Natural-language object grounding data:
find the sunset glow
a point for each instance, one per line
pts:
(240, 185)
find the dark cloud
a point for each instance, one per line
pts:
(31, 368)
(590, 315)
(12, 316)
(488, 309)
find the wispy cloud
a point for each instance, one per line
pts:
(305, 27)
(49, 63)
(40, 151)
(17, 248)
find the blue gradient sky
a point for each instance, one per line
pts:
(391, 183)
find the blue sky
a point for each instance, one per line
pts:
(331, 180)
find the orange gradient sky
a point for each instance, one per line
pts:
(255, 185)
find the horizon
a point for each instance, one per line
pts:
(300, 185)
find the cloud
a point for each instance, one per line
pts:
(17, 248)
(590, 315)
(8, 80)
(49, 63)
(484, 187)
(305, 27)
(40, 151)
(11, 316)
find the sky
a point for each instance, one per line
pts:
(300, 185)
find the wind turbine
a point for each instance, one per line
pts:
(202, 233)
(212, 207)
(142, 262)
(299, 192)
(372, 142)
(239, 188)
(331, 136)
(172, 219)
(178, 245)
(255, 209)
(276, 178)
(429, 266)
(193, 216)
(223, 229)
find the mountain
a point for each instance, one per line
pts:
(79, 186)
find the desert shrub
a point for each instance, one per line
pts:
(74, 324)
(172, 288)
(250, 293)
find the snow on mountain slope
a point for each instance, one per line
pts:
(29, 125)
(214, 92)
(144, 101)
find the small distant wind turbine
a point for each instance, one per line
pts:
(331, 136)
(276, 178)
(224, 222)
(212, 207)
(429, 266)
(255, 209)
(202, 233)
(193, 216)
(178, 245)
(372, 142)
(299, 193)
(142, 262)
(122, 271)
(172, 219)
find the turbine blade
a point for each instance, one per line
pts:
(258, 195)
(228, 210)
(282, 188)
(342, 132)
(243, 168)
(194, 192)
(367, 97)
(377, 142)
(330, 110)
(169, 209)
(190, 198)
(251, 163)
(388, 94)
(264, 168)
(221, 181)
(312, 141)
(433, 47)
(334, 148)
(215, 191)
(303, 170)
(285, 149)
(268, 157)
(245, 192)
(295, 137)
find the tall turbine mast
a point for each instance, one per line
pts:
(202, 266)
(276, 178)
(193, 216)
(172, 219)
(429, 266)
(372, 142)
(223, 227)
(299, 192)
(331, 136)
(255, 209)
...
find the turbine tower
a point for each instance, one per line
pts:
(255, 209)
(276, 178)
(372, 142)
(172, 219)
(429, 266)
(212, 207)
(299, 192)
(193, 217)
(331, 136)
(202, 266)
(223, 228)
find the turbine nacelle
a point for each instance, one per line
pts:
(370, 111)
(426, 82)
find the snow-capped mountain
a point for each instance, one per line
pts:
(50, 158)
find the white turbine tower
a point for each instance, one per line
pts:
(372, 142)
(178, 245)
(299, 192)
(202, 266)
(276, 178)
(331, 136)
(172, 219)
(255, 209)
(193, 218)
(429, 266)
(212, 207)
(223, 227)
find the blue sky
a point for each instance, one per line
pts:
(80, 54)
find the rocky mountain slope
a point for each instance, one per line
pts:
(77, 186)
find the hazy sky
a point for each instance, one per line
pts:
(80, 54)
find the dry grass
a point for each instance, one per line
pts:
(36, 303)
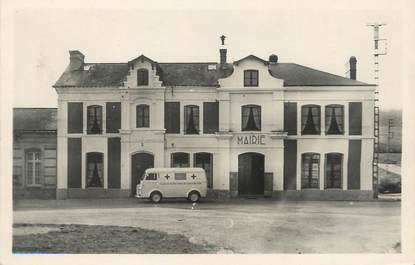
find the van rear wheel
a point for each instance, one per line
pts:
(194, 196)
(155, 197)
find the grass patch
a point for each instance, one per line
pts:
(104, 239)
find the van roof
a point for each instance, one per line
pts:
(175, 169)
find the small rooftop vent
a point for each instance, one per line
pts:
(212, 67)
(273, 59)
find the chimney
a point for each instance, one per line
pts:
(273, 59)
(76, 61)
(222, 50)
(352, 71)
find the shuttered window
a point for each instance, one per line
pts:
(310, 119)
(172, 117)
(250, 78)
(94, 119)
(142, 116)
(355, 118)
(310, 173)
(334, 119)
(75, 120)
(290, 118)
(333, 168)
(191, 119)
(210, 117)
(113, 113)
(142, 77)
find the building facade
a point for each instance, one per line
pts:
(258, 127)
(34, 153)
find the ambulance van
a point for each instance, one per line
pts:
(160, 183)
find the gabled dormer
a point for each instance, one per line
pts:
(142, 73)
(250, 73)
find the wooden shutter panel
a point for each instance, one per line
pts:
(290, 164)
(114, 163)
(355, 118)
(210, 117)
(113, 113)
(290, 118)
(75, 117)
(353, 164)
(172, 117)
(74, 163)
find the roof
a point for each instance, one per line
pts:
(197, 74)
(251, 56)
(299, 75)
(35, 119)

Task: Copy each line in the entries above where "gradient" turns up.

Exercise result:
find the blue gradient sky
find the orange gradient sky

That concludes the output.